Saudi Journal of Medicine and Medical Sciences

LETTER TO THE EDITOR
Year
: 2022  |  Volume : 10  |  Issue : 1  |  Page : 83-

Reply to the Letter to the Editor


Mohammed S Alshahrani 
 Department of Emergency Medicine, College of Medicine, Imam Abdulrahman Bin Faisal University, Dammam, Eastern Province, Saudi Arabia

Correspondence Address:
Mohammed S Alshahrani
Department of Emergency Medicine, College of Medicine, Imam Abdulrahman Bin Faisal University, Dammam, Eastern Province 31952
Saudi Arabia




How to cite this article:
Alshahrani MS. Reply to the Letter to the Editor.Saudi J Med Med Sci 2022;10:83-83


How to cite this URL:
Alshahrani MS. Reply to the Letter to the Editor. Saudi J Med Med Sci [serial online] 2022 [cited 2023 Feb 7 ];10:83-83
Available from: https://www.sjmms.net/text.asp?2022/10/1/83/335897


Full Text



Dear Editor,

We thank Dr. Raghuraman MS for his valuable comments on our manuscript titled “Ketamine for sickle cell vaso-occlusive crises: A systematic review”, and would like to add clarifications.

We do acknowledge that the included studies had substantial heterogeneity in terms of comparative arms, indications for the use, dosage, and groups of patients included, which was also the reason a meta-analysis could not be performed.

→ **Collected data**
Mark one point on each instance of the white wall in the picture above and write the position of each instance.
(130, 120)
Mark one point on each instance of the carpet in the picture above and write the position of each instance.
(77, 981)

→ **Exercise instructions**
**1.** Rename "manuscript" as "paper" in the reply letter, copying it starting at "We thank Dr." and ending at "not be performed.".
**2.** According to the reply letter, why could a meta-analysis not be performed?
**3.** Pick up the reply letter about the ketamine review after its last sentence and carry it on.
You can set the data aside.

→ **Responses to the tasks**
**1.**
We thank Dr. Raghuraman MS for his valuable comments on our paper titled “Ketamine for sickle cell vaso-occlusive crises: A systematic review”, and would like to add clarifications.

We do acknowledge that the included studies had substantial heterogeneity in terms of comparative arms, indications for the use, dosage, and groups of patients included, which was also the reason a meta-analysis could not be performed.

**2.** The included studies had substantial heterogeneity in comparative arms, indications for use, dosage, and groups of patients included.

**3.**
The efficacy and safety of ketamine analgesic sub-dissociative dose has been proven in multiple clinical trials, but few such studies included sickle cell disease (SCD) patients with vaso-occlusive painful crises (VOC). The conclusion of our systematic review that inadequate evidence was available to confirm the efficacy and safety of ketamine was only based on that indication. Nonetheless, since the publication of the systematic review, a large randomized trial has been published that assessed the efficacy and safety of ketamine compared to morphine in adult SCD patients with VOC who presented to the emergency department. The primary outcome of this study was the mean difference in the Numerical Pain Rating scale score over 2 h: no difference was noted between the two groups. However, a meaningful pain reduction in the ketamine arm with no increase in drug-related adverse effects, led the authors to conclude that ketamine is an effective analgesic in SCD patients with VOC with a good safety profile.[1]

Financial support and sponsorship

Nil.

Conflicts of interest

There are no conflicts of interest.

References

1Alshahrani MS, AlSulaibikh AH, ElTahan MR, AlFaraj SZ, Asonto LP, AlMulhim AA, et al. Ketamine administration for acute painful sickle cell crisis: A randomized controlled trial. Acad Emerg Med. 2021 Aug 27. doi: 10.1111/acem.14382. Online ahead of print.